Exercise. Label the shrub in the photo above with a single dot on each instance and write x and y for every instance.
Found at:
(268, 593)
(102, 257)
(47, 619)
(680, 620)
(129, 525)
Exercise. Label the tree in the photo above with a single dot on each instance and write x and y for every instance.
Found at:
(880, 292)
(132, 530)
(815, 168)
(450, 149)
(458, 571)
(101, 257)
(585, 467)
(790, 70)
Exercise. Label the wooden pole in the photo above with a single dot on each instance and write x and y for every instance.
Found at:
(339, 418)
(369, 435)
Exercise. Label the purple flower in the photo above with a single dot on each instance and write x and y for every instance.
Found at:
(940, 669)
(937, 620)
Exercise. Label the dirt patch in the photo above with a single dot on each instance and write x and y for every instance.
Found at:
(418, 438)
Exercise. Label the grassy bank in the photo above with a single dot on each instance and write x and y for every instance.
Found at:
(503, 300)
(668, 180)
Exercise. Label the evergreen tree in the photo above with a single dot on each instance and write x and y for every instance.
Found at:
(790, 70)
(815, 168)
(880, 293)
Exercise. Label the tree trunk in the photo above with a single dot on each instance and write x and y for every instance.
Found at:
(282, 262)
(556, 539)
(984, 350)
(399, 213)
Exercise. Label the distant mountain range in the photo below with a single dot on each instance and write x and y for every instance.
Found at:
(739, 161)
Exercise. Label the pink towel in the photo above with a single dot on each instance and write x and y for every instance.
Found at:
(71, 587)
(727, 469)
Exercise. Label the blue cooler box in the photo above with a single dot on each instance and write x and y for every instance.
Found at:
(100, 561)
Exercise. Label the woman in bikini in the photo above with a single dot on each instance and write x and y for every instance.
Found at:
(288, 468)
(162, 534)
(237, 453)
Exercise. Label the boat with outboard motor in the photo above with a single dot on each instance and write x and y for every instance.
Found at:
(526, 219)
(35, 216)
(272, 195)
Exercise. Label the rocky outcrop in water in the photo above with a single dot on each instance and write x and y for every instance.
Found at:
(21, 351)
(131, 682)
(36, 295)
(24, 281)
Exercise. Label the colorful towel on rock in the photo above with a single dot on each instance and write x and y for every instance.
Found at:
- - - - - - -
• [WHAT IS EXPECTED]: Write out all of the items above again, substituting "small dot" for each occurrence of "single dot" and leaving everything else unchanged.

• [ANSWER TO THIS TASK]:
Exercise. Label the shrub in the photo above with a small dot on each instance and write x and y for every instance.
Found at:
(268, 593)
(102, 257)
(47, 619)
(680, 620)
(129, 525)
Exercise. Label the tree in the photo above with a small dot on each instance and write x and y for every instance.
Found at:
(880, 292)
(132, 530)
(815, 168)
(450, 149)
(458, 571)
(101, 257)
(585, 467)
(790, 70)
Exercise. Label the wooden pole in the photo above with a small dot on each instance and write x and y for every instance.
Found at:
(339, 418)
(369, 435)
Exercise. Label the purple flower in the photo above with a small dot on each instance and write x and y for every instance.
Found at:
(940, 669)
(937, 620)
Exercise. Label the dirt patch in the photo above with a small dot on each instance and write x and y for every instance.
Found at:
(418, 438)
Exercise. Label the grassy bank in the photo above with a small dot on each instance and write x and y for every instance.
Found at:
(503, 300)
(668, 180)
Exercise. Label the evergreen tree in the photo above with a small dot on each instance and write x and y for every instance.
Found at:
(790, 70)
(815, 168)
(880, 293)
Exercise. Label the tree trunk in the photo above with a small dot on each instance and write x and y for every instance.
Found at:
(282, 262)
(556, 539)
(984, 350)
(399, 213)
Exercise. Label the distant mountain range in the photo below with a small dot on each instance and write x and y for every instance.
Found at:
(739, 161)
Exercise. Label the pink towel in the photo above with a small dot on each instance and write x and y for every instance.
Found at:
(71, 587)
(727, 469)
Exercise. Label the blue cooler box in the photo above with a small dot on each instance and write x and y for every instance.
Found at:
(100, 561)
Exercise. Label the woman in bikini in the photo above with a small dot on each instance and write x and y for every instance.
Found at:
(288, 468)
(162, 534)
(237, 453)
Exercise. Label the boat with outboard motor in the photo above with a small dot on each instance and write x and y for every instance.
Found at:
(526, 219)
(35, 216)
(272, 195)
Exercise. Label the rocky outcrop in water in the photo above with a small dot on each instance and write x and y for every instance.
Found at:
(21, 351)
(131, 682)
(36, 295)
(24, 281)
Exercise. Label the colorful towel on rock in the photo above with a small dot on each instance and write x and y for every instance.
Found at:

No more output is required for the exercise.